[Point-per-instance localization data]
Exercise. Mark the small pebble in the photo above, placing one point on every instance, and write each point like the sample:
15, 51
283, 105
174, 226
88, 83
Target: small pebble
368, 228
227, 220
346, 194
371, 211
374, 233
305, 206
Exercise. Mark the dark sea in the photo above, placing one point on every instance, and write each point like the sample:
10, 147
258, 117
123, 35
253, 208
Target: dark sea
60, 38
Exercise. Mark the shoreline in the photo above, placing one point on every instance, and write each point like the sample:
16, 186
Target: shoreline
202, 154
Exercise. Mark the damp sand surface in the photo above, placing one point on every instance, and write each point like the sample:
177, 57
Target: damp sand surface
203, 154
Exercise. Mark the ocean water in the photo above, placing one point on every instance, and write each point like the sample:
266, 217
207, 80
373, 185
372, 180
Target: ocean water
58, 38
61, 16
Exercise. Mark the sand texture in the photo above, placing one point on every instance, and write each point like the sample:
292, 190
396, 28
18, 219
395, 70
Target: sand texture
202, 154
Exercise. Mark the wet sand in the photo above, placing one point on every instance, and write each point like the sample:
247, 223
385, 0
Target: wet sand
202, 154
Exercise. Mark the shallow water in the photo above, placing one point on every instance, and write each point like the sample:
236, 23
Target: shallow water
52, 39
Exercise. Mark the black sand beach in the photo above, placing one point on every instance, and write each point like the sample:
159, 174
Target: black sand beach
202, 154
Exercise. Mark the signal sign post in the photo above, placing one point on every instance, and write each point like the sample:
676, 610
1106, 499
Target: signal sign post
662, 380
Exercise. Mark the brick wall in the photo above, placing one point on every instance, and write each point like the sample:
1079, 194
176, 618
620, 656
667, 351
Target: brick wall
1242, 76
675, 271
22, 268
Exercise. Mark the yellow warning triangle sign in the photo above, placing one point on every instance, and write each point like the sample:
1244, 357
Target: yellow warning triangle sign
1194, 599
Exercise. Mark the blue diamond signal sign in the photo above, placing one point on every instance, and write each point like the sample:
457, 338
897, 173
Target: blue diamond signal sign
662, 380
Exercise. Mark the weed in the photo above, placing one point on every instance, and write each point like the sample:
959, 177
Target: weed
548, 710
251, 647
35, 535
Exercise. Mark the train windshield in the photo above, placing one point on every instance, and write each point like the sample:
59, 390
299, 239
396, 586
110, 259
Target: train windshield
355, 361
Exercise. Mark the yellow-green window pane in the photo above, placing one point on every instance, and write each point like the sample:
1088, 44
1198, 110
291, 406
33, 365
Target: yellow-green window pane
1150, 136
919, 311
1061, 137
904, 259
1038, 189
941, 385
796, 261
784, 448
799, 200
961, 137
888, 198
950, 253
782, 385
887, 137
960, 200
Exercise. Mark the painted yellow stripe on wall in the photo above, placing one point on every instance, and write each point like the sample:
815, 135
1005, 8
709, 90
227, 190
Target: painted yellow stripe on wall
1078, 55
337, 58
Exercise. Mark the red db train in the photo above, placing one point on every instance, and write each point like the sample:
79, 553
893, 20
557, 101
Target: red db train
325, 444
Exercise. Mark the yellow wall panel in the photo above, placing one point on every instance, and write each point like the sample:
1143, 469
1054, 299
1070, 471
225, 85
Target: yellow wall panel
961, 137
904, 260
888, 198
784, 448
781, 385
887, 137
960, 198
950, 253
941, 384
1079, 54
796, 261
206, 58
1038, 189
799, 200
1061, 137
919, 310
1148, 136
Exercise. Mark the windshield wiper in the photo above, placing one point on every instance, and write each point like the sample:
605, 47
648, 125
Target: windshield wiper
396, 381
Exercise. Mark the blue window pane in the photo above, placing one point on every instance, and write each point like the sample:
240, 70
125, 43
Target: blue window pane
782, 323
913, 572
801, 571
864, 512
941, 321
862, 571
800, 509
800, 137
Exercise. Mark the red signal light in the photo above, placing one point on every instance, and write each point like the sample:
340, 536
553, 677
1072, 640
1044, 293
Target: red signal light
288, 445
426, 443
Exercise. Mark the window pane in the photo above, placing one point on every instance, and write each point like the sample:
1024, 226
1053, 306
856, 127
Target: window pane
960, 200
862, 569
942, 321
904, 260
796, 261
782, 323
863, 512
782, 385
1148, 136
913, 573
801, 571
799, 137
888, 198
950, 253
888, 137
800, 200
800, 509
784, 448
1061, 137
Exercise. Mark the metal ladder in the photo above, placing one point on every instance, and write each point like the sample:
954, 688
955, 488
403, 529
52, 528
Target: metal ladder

_What is being asked_. All of the entries above should be output exactly as they are.

_Expected answer_.
Exercise. Mark the small pebble in the photo above, placing one point on every instance, and write each point like the sample:
15, 51
283, 105
174, 226
88, 83
Target: small pebble
368, 228
227, 220
346, 194
371, 211
374, 233
305, 206
Exercise. Mark the dark sea in the photo above, placing one point on every instance, and write each point like the sample:
10, 147
258, 117
123, 35
253, 208
Target: dark sea
60, 38
Exercise. Mark the shoreline in the photo above, placing one point on every instance, and write each point like the sample:
16, 186
Target: shoreline
202, 154
Exercise. Mark the damp sand surface in the photo above, placing one point on every instance, and write each point like the sample:
177, 57
Target: damp sand surface
203, 154
Exercise. Mark the ocean water in the photo above, placing one point on every instance, and write each point like the sample:
266, 217
207, 80
373, 185
372, 180
Target: ocean water
58, 38
61, 16
Exercise. Mark the sand texture in the photo above, placing one point on every instance, and write each point like the sample:
292, 190
396, 28
18, 219
395, 70
Target: sand texture
202, 154
Exercise. Mark the wet sand in the photo above, placing one point on every instance, and write each point like the sample:
247, 223
385, 0
Target: wet sand
202, 154
Exercise. Mark the shallow water in the photo above, placing one point on every instance, and write each point like the sample:
236, 23
Target: shallow water
52, 39
Exercise. Mark the black sand beach in the photo above, placing one point on every instance, and write each point like the sample:
159, 174
Target: black sand beach
202, 154
Exercise. Mark the signal sign post in the photo above, placing one point on every instance, and write each point like the sample:
676, 610
1106, 499
Target: signal sign post
662, 380
Exercise. Mark the brick wall in the photo above, placing one point on every instance, and write each point like the sample:
1079, 194
176, 618
620, 656
667, 351
Target: brick wall
1242, 76
675, 271
22, 268
Exercise. Mark the yellow warning triangle sign in the photo above, placing one point on every instance, and write each point like the sample:
1244, 357
Target: yellow warning triangle sign
1194, 599
Exercise. Mark the blue diamond signal sign in the photo above, placing one point on every instance, and write each point like the sample:
457, 338
897, 173
Target: blue diamond signal sign
662, 380
Exercise. Mark the weed in the photo above, placing one point on every instance, and write each point like the sample:
959, 177
Target: weed
548, 710
251, 647
35, 535
Exercise. Mark the train windshield in the photo above, placing one point on every instance, and write each point like the sample:
59, 390
299, 239
396, 586
110, 259
Target: train windshield
355, 361
Exercise. Mark the yellow-green window pane in the photo above, placing one point on every instance, and write each point like the sample:
1088, 44
1198, 110
291, 406
33, 365
Target: yellow-green window pane
1150, 136
919, 311
1061, 137
904, 259
1038, 189
941, 385
796, 261
784, 448
799, 200
961, 137
888, 198
950, 253
782, 385
887, 137
960, 200
Exercise. Mark the painted yellow stripe on wall in the photo above, placing one point on every instance, and write each point like the sample:
815, 135
1005, 8
709, 90
227, 190
Target: painted yellow stripe on wall
1078, 55
337, 58
Exercise. Mark the red db train in the photo above, placing one point on every instance, and write each point like the sample:
79, 553
893, 20
557, 101
Target: red db train
325, 444
Exercise. Mark the yellow wall panel in the photo above, placing one point on every instance, and write each point like the sample:
1143, 469
1054, 299
1070, 471
225, 85
Target: yellow wall panel
961, 137
904, 260
888, 198
784, 448
781, 385
887, 137
960, 198
950, 253
941, 384
1079, 54
796, 261
206, 58
1038, 189
799, 200
1061, 137
919, 310
1148, 136
Exercise. Mark the windshield wiper in the photo above, placing one point on every instance, and write each point like the sample:
605, 47
648, 125
Target: windshield wiper
396, 381
Exercise. Mark the blue window pane in the photo above, placing one point on every instance, and write each point like the sample:
240, 70
125, 43
Target: blue window pane
782, 323
913, 572
801, 571
864, 512
941, 321
862, 571
800, 509
800, 137
Exercise. Mark the red signal light in the photo above, placing one point on every instance, and write each point like the sample:
340, 536
553, 677
1072, 640
1044, 293
Target: red signal light
288, 445
426, 443
Exercise. Mark the window pane in the photo above, placing one point on every instance, and write each point like the sample:
1024, 226
1053, 306
856, 127
Target: window pane
960, 200
862, 569
942, 321
904, 260
796, 261
782, 323
863, 512
782, 385
1148, 136
913, 573
801, 571
799, 137
888, 198
950, 253
888, 137
800, 200
800, 509
784, 448
1061, 137
Exercise. Mark the metal ladder in the photo above, placing one point on every instance, and write each point like the sample:
954, 688
955, 488
403, 529
52, 528
Target: metal ladder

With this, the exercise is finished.